● **How to complete this task**
For the entries below, print exactly the lines between the line holding "the shirt sleeve" and the line holding "the ear sit?", inclusive, and nothing else.

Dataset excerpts
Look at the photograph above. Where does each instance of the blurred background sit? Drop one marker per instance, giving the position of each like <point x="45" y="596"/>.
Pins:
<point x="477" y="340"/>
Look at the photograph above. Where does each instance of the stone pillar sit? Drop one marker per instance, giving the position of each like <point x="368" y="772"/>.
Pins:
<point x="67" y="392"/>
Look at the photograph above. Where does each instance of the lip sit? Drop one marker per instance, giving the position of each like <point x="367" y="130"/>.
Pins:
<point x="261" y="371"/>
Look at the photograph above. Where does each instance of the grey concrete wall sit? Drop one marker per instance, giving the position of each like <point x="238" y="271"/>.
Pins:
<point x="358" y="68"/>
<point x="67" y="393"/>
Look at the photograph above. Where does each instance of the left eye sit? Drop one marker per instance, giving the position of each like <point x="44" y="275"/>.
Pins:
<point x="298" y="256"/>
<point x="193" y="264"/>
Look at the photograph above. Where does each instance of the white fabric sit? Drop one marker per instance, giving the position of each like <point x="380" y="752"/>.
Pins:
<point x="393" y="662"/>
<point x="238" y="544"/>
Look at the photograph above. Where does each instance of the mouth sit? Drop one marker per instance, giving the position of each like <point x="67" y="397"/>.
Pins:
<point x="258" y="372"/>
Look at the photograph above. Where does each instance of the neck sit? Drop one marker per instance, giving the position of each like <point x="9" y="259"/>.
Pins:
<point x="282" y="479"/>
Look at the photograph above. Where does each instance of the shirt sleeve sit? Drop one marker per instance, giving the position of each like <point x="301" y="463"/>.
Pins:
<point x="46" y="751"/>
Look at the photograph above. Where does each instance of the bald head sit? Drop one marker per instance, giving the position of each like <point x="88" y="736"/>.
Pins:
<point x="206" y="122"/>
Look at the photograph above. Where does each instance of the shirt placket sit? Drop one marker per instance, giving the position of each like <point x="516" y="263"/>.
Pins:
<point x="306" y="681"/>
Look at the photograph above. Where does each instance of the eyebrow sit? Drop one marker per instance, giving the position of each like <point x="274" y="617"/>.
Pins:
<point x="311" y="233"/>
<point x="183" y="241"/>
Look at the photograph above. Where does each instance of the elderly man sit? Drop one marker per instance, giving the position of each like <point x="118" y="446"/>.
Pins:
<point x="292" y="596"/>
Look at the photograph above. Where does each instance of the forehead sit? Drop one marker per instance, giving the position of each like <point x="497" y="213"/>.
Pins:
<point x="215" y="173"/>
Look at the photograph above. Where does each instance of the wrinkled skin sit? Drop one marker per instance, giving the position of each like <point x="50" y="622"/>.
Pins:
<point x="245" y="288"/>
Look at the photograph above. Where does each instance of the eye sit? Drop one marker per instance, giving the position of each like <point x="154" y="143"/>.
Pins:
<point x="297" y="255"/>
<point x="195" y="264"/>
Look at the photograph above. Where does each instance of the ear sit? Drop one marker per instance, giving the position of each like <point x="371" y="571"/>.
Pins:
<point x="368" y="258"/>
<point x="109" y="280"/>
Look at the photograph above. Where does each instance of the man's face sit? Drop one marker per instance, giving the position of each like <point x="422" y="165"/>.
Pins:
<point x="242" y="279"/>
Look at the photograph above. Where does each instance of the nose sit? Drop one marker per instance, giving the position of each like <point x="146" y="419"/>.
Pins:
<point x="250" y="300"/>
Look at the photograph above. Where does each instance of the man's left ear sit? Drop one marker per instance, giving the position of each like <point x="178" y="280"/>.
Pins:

● **Answer area**
Look at the photograph above. Where does each instance of the shirt sleeve sit? Drop one marker per instance, giving the position of each like <point x="301" y="463"/>.
Pins:
<point x="46" y="751"/>
Look at the photograph above. Where does each instance of the bald head sit? Drop one marker per instance, giving the position of each like <point x="88" y="736"/>.
Pins:
<point x="206" y="122"/>
Look at the photograph above. Where does each instance of the shirt placket sit? Drop one marker per instance, giving the position of each like <point x="516" y="263"/>.
Pins:
<point x="306" y="681"/>
Look at the photograph above. Where does each instance of the eyebrow sit? Drop one marker per instance, giving the position of each like <point x="274" y="617"/>.
Pins:
<point x="311" y="233"/>
<point x="183" y="241"/>
Look at the photograph above. Where does each instance of the elderly man sit? Drop one marker per instance, giving the position of each like <point x="118" y="446"/>.
Pins:
<point x="292" y="596"/>
Look at the photograph above. Where does each instance of the forehead sit? Drop one marker per instance, giving the position of each like <point x="497" y="213"/>.
Pins:
<point x="215" y="173"/>
Look at the photograph above. Where does each instance of the wrinkled skin sit? Drop one marker per instance, giving the position of each like <point x="50" y="622"/>.
Pins:
<point x="245" y="288"/>
Look at the photograph above. Where does each instance of the eye sit? Drop one marker per instance, giving the position of each like <point x="154" y="143"/>.
Pins:
<point x="297" y="255"/>
<point x="195" y="264"/>
Look at the photograph above. Where does each instance of the ear sit? Drop one marker per instance, giving the position of each like <point x="371" y="571"/>.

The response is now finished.